Segment Start: Extracted entries

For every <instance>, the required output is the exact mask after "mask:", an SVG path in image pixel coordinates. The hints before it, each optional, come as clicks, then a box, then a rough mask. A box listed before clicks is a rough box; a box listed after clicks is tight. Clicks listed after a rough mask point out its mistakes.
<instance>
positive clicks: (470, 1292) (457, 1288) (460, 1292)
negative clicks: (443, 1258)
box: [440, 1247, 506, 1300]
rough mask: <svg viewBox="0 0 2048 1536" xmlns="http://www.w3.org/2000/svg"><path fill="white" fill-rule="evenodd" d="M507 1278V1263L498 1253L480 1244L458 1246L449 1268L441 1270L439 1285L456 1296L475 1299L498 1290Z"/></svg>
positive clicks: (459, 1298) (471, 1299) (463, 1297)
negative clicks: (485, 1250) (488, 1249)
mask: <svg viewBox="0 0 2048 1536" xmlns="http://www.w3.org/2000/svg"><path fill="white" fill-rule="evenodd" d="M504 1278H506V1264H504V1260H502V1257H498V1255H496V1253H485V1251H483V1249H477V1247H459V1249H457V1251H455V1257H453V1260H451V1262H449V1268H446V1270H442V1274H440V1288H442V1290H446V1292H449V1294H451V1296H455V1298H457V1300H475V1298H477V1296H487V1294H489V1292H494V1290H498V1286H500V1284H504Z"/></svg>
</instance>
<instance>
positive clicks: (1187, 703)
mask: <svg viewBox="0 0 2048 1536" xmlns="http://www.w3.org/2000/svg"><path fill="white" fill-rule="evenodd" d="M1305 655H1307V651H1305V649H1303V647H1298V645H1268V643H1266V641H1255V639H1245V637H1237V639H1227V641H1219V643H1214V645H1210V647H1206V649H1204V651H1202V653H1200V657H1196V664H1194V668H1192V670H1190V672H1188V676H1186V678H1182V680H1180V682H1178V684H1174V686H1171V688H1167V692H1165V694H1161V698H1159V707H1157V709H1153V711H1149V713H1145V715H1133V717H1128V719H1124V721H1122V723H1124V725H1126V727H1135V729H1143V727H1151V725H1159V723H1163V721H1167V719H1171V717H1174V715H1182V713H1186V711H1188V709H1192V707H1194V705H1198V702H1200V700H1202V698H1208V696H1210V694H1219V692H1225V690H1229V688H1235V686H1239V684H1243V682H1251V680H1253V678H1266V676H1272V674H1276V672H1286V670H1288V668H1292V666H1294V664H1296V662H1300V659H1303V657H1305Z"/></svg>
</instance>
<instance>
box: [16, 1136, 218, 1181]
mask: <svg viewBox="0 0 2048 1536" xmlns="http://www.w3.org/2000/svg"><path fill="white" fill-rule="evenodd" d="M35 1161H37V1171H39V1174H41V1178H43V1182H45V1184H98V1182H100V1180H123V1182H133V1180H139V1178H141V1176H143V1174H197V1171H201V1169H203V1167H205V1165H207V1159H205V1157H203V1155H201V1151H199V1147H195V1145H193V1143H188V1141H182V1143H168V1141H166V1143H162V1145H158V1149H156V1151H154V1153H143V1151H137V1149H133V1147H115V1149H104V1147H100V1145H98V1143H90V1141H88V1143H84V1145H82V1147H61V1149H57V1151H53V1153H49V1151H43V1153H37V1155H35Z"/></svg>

Segment End: Extracted entries

• _Directions for this task_: Copy each line of the data above that holds "rough".

• _Solution for this exercise_:
For every <instance>, the required output is the exact mask after "mask:", an SVG path in image pixel coordinates. The hints before it, each optional, come as clicks, then a box, then a rough mask. A box listed before clicks is a rough box; a box listed after clicks is tight. Clicks listed after a rough mask point out its mistakes.
rough mask: <svg viewBox="0 0 2048 1536" xmlns="http://www.w3.org/2000/svg"><path fill="white" fill-rule="evenodd" d="M507 1278V1263L498 1253L480 1244L458 1246L449 1268L441 1270L439 1285L456 1296L475 1299L498 1290Z"/></svg>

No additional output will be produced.